BEGIN RECORDS FOR THE EXERCISE

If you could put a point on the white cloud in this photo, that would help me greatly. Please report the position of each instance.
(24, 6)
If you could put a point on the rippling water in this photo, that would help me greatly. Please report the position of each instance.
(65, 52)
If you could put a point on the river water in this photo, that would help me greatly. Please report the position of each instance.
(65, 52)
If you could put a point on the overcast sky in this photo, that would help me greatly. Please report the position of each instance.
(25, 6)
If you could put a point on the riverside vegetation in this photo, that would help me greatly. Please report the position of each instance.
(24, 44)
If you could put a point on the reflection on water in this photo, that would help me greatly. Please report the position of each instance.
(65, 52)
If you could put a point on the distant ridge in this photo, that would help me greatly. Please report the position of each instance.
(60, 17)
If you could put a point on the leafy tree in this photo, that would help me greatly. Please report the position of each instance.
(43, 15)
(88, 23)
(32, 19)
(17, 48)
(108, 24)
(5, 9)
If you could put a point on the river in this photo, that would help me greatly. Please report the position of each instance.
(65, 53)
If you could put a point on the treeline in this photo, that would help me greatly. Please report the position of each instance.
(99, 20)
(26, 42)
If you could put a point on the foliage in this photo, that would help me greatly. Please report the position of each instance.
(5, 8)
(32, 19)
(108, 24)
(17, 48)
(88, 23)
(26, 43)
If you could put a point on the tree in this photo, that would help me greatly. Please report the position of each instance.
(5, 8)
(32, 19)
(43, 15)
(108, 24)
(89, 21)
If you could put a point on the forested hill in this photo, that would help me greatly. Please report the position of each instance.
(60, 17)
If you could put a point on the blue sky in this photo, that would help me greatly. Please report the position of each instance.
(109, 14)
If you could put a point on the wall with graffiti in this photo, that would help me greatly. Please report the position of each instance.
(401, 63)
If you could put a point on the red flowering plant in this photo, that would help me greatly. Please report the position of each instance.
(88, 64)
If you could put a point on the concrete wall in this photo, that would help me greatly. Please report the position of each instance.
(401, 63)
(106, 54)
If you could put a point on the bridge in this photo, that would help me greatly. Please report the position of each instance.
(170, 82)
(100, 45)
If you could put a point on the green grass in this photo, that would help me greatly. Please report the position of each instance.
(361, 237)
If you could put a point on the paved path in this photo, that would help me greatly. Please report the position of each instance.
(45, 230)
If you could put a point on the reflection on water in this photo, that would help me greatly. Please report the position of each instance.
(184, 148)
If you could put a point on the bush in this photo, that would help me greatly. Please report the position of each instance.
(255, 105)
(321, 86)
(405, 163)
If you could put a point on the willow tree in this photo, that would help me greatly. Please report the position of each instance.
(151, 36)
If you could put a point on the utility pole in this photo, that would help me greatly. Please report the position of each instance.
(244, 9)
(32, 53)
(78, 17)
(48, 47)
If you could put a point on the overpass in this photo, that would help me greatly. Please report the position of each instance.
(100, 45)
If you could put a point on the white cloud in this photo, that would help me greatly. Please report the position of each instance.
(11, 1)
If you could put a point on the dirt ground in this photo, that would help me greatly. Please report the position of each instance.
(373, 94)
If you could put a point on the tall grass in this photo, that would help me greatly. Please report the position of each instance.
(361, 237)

END RECORDS FOR THE EXERCISE

WRITTEN TASK
Edit the data from the line containing "If you could put a point on the overpass" through the end of the data, changing "dirt ground" to "bare soil" and keeping everything else the same. Give back only those lines.

RESPONSE TO THIS EXERCISE
If you could put a point on the overpass in this photo, that would help me greatly. Please report the position of each instance.
(100, 45)
If you could put a point on the white cloud in this photo, that would help me greatly. Please report the position of each instance.
(11, 1)
If you could put a point on the bare soil in this photo, that would help me greatly. Please report the position of each instance.
(373, 94)
If you could put a point on the tall grass in this photo, that would help me greatly. Please report the position of each instance.
(361, 237)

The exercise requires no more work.